[Çözülecek Problemler]
#1 Cem Sultan'ı anlatan metne göre Cem Sultan kaç yaşında Kastamonu'ya sancakbeyi olarak gönderilmiştir?
#2 Cem Sultan'ı anlatan metni son cümlesinden itibaren sürdürün.

[Alıntılanan Metin]
━━━━━━━━━━━━━━━━━━━━

Cem Sultan’ın Hakkı mı Yendi? Tüm Yönleri ile Cem Sultan Olayı

Osmanlı

Cem Sultan, İstanbul Fatihi Sultan II. Mehmed’in Çiçek Hatun'dan oğlu olup, 22 Aralık 1459 günü Edirne’de doğmuştur. Fatih Sultan Mehmed’in en küçük oğludur. (Şehzade Mustafa, Şehzade Bayezid ve Şehzade Cem) Tarih sayfalarında, kardeşi Sultan II. Bayezid ile girdiği amansız taht mücadelesi ile bilinmektedir. Cem Sultan, babasının ölümünden sonra tahtın kendisine ait olduğunu savunarak kardeşi Bayezid’e isyan etmiş ve ömrünün sonuna kadar bu mücadelesini sürdürmüştür. Cem Sultan’ın mücadelesinde yer alan bazı kritik noktalar incelendiğinde, hakkının yendiği ve kardeşi Bayezid yerine aslında Cem Sultan’ın padişah olması gerektiği yönünde iddialar bulunmaktadır. Tüm bu noktalar incelenmeden önce, Cem Sultan’ın hayatına göz atalım.

Cem Sultan’ın Hayatı

Cem Sultan, 4 yaşından itibaren yetkin hocalardan ders almaya başlamıştır. Sarayda aldığı dersler arasında Rumca öğrendiği de düşünülmektedir. 10 yaşına geldiğinde ise Kastamonu’ya iki lalası ile birlikte sancakbeyi olarak gönderilmiştir. Kastamonu’da kaldığı sürece, Süleyman Çelebi ve Nasuh Çelebi gibi iki laladan eğitim almaya devam etmiştir.
Sancak beyliğinde önemli tecrübeler kazanan genç şehzade, 1473 yılında saray komplosunun göbeğinde büyük olasılıkla habersizce yer almış ve babası Sultan Mehmed buna çok kızmıştır.

Fatih Sultan Mehmed, 1473 yılında Akkoyunlu hükümdarı Uzun Hasan üzerine sefere çıkınca, yanında büyük şehzadeleri Mustafa ve Bayezid’i götürür. Cem Sultan’ı, taht naibi olarak Kastamonu’dan Edirne’ye getirir ve yerine kaymakam olarak saraya bırakır. Fatih Sultan Mehmed’in Akkoyunlular üzerine yaptığı bu seferde, padişahtan 40 gün boyunca hiçbir haber alınamayınca, Şehzade Cem’in iki lalası Nasuh ve Süleyman Çelebi, padişahın öldüğünü düşünerek Cem Sultan’ı padişah olarak ilan edip tahta çıkarırlar.

Fakat, tam tersi bir durum olur; Fatih Sultan Mehmed zaferle Edirne’ye geri döndüğünde gördüğü manzara karşısında, oğlunun içinde bulunduğu bir saray komplosunun kendisine düzenlendiğini düşünür ve oldukça sinirlenir. Cem Sultan’ın iki lalasını öldürtür. Ancak oğlunun bu işlerden haberi olmadığına kanaat getirerek, olayı Şehzade Cem’in toyluğuna ve tecrübesizliğine vererek ona herhangi bir yaptırım uygulamaz. Bu sonucun doğruluğu, ertesi sene verdiği kararla ortaya çıkacaktır.

━━━━━━━━━━━━━━━━━━━━

[Sağlanan Malzeme]
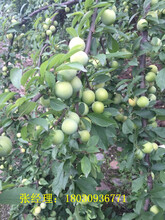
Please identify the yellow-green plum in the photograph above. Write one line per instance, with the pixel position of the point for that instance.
(77, 41)
(147, 148)
(142, 25)
(98, 107)
(150, 77)
(154, 68)
(58, 137)
(74, 116)
(68, 74)
(143, 102)
(63, 90)
(101, 94)
(108, 17)
(88, 97)
(76, 84)
(84, 135)
(80, 57)
(69, 126)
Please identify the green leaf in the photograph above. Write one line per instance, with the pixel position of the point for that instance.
(101, 79)
(93, 141)
(74, 65)
(85, 166)
(13, 196)
(88, 4)
(160, 131)
(86, 185)
(26, 108)
(15, 77)
(26, 76)
(101, 120)
(83, 21)
(40, 121)
(101, 58)
(57, 105)
(158, 166)
(72, 31)
(137, 184)
(128, 127)
(162, 176)
(160, 79)
(129, 216)
(50, 79)
(43, 68)
(57, 184)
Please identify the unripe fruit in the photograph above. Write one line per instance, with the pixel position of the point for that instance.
(148, 148)
(6, 90)
(119, 117)
(101, 94)
(152, 97)
(48, 32)
(117, 99)
(43, 205)
(142, 25)
(45, 102)
(18, 135)
(69, 126)
(154, 209)
(63, 90)
(45, 27)
(154, 124)
(152, 89)
(98, 107)
(76, 84)
(143, 102)
(156, 41)
(74, 116)
(22, 150)
(55, 23)
(84, 135)
(114, 64)
(68, 74)
(36, 210)
(154, 2)
(153, 14)
(86, 109)
(154, 68)
(9, 36)
(155, 146)
(5, 146)
(150, 77)
(4, 69)
(77, 41)
(48, 21)
(132, 102)
(88, 97)
(139, 154)
(82, 124)
(108, 17)
(58, 137)
(52, 28)
(80, 57)
(67, 9)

━━━━━━━━━━━━━━━━━━━━

[Verilen Cevaplar]
#1 10 yaşında.

#2
1474 yılında, Sultan II. Mehmed’in en büyük oğlu Mustafa, Konya valiliği yaptığı sırada ölür. Ardından, Şehzade Cem Sultan, Mehmed tarafından Konya Valiliği'ne atanır. Şehzade Mustafa’nın ölümü hâlâ tartışmalı bir konudur. Şaibeli ölümünün ardından, Sadrazam Veli Mahmud Paşa, Fatih Sultan Mehmed tarafından idam ettirilir. Şehzade Mustafa’nın, Veli Mahmud Paşa’nın karısıyla gizli bir ilişkisi olduğu gerekçesiyle zehirlenerek öldürüldüğü öne sürülse de bu kanıtlanabilmiş bir iddia değildir.

Taht Kavgası Başlıyor

3 Mayıs 1481 günü, Fatih Sultan Mehmed’in yönü belli olmayan büyük bir sefere çıktığı sırada, Gebze’de şaibeli bir biçimde ölümünün ardından, iki şehzade arasında taht mücadelesi başlamıştır.

Sultan II. Mehmed öldüğünde, Şehzade Bayezid Amasya sancağında, Şehzade Cem ise Konya sancağındaydı. Fatih’in sadrazamlarından Karamanlı Mehmed Paşa, Cem Sultan’ın tahta geçmesini destekliyordu. Bu sebepten, Fatih’in ölümünü gizlemeyi denedi. Ancak bu mümkün olmayınca Yeniçeri ayaklanması yaşandı ve Karamanlı Mehmed Paşa, yeniçeriler tarafından öldürüldü. Padişahın ölümünün ardından her iki şehzadeye de haberci gönderilmişti. Cem Sultan’ın hayatında, daha doğrusu Osmanlı tarihinde en kritik kırılma ve dönüm noktalarından biri bu sırada yaşandı. Konya sancağında bulunan Cem Sultan’a, babası Fatih Sultan Mehmed’in ölüm haberini götüren haberci, Şehzade Bayezid’in kayınpederi olan Anadolu Beylerbeyi Sinan Paşa’nın girişimi ile yolda öldürüldü ve sultanın ölüm haberi ilk olarak Şehzade Bayezid’e ulaştı. Bayezid hemen Amasya’dan yola çıkarak İstanbul’a geldi ve tahta çıkarak padişahlığını ilan etti. Cem Sultan ise babasının ölümünü 4 gün sonra haber aldığında, iş işten geçmişti.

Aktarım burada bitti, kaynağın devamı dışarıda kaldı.